What needs to be done – In the material below, find the line that contains "point: the green grass" and the line that contains "point: the wooden barrel, a", then write out exactly those two lines and everything between them.

Given information –
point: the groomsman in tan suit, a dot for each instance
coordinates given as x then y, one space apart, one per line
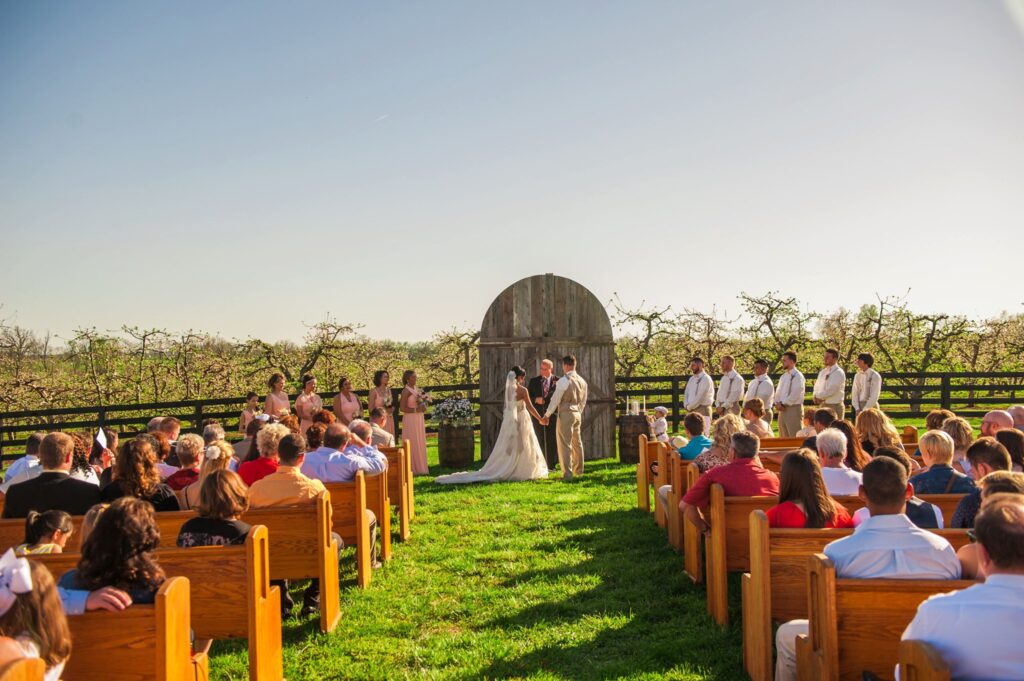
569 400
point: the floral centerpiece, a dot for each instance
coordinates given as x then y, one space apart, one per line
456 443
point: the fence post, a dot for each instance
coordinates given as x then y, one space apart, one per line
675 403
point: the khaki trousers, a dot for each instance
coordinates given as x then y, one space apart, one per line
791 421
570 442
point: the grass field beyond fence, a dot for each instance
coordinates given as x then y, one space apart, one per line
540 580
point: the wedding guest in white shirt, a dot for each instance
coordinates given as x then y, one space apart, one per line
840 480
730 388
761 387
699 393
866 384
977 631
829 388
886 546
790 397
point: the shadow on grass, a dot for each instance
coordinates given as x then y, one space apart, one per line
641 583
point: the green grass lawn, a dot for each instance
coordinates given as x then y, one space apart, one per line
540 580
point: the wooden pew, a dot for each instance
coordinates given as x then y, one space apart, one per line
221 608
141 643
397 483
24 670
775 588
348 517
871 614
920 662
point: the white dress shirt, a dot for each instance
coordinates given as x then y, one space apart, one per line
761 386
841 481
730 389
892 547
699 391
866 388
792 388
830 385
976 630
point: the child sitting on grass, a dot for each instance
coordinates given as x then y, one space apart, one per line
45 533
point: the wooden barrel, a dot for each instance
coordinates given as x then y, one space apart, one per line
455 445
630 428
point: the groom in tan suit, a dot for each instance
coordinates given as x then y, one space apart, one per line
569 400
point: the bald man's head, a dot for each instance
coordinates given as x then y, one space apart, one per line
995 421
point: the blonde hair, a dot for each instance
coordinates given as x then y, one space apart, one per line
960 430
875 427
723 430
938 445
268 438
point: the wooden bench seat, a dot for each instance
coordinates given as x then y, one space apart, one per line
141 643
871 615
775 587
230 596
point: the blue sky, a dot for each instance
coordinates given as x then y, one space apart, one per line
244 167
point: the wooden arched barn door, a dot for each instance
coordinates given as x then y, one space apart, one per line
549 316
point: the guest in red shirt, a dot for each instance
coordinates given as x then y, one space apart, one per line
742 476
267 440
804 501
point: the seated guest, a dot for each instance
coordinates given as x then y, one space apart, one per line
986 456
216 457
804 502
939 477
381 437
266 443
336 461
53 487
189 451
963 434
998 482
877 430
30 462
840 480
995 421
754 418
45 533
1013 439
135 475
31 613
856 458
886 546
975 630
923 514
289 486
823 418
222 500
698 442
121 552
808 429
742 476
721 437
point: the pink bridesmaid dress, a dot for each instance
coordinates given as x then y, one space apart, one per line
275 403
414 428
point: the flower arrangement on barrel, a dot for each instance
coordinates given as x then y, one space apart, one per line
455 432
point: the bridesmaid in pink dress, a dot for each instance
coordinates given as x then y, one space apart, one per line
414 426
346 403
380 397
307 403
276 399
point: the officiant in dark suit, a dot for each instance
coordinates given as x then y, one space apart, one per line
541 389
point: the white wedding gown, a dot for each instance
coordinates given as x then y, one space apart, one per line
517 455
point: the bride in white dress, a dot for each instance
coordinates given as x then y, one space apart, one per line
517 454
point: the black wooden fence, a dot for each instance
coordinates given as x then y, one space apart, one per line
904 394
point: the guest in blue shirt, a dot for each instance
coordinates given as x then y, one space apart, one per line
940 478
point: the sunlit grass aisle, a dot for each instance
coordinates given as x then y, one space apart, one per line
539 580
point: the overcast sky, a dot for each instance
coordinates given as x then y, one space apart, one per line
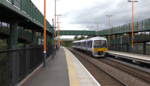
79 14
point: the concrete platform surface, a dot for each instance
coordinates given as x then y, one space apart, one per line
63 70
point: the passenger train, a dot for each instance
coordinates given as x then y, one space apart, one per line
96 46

---

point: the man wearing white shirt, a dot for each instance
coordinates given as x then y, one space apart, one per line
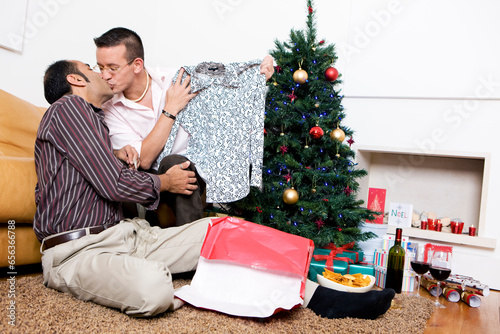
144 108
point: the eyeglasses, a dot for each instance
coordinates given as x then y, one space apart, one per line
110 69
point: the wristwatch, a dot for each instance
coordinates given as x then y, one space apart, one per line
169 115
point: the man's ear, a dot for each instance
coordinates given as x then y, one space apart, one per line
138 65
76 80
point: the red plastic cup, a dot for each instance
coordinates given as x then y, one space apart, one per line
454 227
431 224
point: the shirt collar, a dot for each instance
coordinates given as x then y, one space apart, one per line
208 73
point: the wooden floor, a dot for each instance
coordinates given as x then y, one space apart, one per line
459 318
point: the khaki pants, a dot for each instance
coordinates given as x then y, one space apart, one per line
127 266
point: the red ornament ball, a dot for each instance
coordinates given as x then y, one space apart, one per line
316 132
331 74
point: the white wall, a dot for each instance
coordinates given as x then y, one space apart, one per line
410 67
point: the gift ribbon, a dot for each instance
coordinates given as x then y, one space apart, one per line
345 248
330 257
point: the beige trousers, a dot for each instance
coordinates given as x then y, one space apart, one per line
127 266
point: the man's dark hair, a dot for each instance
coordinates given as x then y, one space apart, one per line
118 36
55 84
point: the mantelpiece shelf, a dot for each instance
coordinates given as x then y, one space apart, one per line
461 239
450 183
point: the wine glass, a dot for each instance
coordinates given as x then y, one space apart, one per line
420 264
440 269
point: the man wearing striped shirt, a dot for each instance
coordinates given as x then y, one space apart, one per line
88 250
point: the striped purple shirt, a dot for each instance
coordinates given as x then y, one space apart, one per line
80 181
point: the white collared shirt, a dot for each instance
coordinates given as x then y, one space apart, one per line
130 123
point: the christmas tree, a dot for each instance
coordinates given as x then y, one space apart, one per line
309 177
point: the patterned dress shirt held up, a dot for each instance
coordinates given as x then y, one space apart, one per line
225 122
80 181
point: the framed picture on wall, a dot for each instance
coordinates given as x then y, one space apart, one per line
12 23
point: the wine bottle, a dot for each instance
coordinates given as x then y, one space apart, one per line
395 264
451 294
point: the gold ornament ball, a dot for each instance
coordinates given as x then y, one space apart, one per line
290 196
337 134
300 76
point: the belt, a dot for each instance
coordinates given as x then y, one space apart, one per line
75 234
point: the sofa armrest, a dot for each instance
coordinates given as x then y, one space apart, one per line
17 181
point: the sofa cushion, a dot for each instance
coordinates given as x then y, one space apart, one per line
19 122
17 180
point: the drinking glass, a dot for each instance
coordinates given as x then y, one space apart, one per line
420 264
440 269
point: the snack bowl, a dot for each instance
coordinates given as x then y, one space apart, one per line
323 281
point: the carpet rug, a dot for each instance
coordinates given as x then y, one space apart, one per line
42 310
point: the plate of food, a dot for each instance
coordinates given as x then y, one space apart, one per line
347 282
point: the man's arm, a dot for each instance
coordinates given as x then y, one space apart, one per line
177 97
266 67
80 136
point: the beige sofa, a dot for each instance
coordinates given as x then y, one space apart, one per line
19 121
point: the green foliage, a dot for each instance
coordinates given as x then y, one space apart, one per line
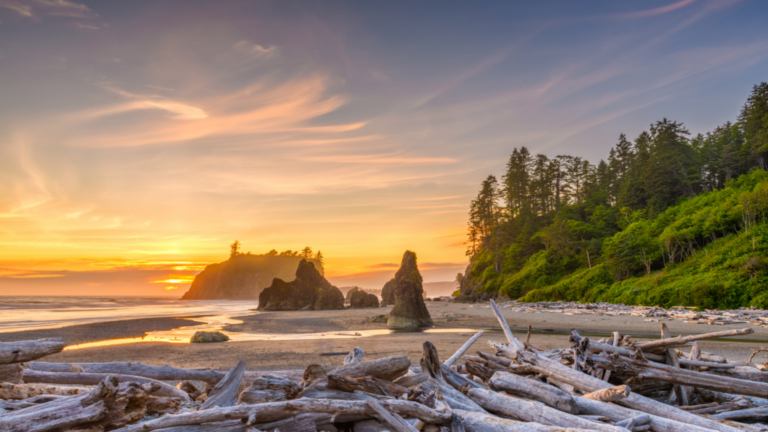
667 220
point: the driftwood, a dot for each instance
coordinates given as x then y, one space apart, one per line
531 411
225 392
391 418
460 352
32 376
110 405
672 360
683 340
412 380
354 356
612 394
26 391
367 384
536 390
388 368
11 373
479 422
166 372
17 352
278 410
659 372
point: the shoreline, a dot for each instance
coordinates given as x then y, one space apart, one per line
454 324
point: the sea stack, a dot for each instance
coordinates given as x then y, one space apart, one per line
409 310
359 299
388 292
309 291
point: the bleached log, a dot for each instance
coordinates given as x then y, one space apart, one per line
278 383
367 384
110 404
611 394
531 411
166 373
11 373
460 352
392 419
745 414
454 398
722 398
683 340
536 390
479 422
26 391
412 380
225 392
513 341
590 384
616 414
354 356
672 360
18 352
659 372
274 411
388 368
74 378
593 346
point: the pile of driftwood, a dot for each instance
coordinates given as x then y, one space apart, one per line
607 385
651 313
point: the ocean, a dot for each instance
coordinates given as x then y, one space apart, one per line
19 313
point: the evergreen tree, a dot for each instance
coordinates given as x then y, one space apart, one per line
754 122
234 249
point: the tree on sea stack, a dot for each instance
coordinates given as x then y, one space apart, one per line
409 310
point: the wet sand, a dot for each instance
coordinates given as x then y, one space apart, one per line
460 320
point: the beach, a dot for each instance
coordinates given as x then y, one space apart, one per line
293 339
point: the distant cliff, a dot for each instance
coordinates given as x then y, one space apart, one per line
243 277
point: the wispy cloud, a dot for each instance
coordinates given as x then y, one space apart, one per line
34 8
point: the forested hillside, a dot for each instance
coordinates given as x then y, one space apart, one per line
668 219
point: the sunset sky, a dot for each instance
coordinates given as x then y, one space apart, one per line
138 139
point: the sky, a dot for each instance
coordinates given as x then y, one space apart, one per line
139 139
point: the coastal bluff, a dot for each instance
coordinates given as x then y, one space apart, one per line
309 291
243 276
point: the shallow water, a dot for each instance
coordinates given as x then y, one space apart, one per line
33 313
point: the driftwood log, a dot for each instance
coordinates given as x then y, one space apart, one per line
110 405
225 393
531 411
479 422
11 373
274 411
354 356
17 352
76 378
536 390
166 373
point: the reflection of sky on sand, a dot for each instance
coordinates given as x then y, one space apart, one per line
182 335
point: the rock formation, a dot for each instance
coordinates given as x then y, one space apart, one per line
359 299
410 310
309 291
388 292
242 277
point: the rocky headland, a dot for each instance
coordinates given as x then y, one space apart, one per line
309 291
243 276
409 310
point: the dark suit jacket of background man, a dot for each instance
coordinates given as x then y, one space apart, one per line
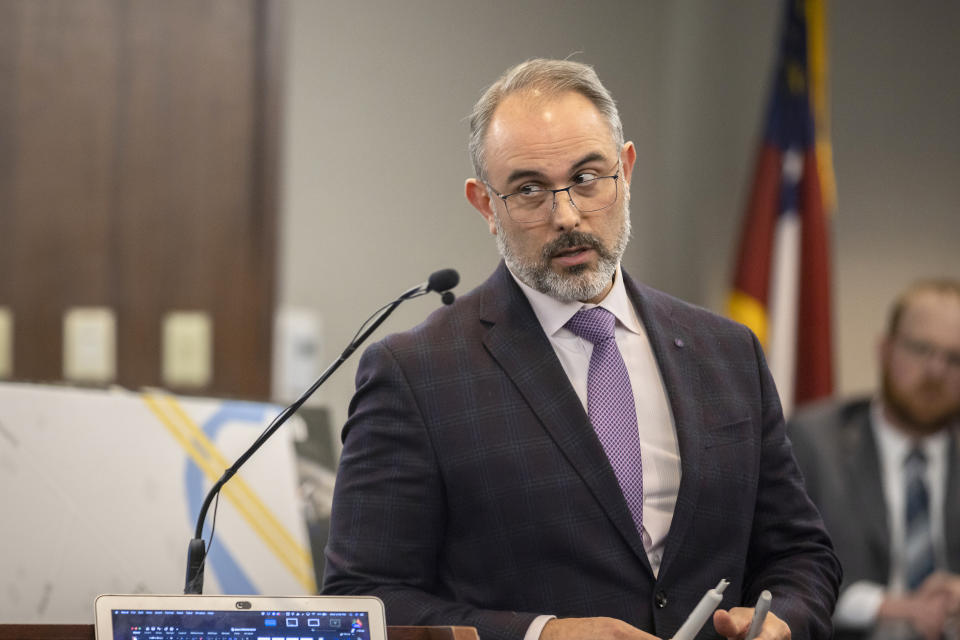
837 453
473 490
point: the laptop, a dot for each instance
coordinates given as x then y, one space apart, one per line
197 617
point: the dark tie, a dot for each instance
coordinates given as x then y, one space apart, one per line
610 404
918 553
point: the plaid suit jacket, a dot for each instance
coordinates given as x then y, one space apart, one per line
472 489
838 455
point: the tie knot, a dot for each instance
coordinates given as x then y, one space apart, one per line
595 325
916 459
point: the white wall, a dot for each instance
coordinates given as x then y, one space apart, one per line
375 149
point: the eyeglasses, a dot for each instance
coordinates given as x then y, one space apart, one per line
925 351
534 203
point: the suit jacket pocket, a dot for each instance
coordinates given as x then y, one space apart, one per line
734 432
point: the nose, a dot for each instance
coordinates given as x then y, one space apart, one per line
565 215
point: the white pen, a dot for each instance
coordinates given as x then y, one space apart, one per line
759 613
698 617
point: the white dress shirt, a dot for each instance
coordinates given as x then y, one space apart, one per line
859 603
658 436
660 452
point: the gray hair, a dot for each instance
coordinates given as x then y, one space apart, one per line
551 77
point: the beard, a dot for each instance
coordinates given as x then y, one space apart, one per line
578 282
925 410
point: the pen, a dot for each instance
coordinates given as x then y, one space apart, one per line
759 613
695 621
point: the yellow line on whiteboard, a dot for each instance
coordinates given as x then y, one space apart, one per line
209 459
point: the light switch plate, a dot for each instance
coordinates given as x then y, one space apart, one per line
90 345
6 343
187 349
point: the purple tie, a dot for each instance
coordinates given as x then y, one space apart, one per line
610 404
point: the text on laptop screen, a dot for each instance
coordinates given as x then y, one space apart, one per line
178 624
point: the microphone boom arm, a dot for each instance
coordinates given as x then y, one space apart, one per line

--

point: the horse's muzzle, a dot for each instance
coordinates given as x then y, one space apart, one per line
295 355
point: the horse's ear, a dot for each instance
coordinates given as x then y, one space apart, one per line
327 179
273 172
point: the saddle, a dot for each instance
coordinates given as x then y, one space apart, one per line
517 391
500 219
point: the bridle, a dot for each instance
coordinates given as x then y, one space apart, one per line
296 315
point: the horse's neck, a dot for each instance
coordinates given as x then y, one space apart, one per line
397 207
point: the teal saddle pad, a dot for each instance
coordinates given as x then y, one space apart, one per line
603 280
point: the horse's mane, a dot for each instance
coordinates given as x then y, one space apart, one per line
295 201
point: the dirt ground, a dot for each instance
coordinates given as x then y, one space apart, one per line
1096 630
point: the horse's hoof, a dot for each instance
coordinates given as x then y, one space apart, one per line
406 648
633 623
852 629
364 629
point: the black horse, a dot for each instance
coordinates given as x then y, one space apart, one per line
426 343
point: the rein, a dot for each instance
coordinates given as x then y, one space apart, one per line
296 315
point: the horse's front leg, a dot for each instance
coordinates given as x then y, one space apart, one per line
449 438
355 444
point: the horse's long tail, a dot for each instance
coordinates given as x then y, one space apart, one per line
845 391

Task output –
point: the green grass lawn, a dot for each instance
coordinates given as x then y, one space apart, one per line
540 580
point: the wooden pew, a dot for each instance
coordinates given as x then y, one space apart, one per line
221 608
141 643
397 483
24 670
775 588
348 517
871 614
920 662
point: the white dress shirt, a dot for each instance
coordinates given as x then y, one space apart, one per line
761 386
841 481
730 389
892 547
699 391
866 388
792 388
830 385
976 630
point: the child sitting on grass, a dot for each instance
coordinates given as x then y, one space apart, one per line
45 533
point: the wooden barrel, a dot for each instance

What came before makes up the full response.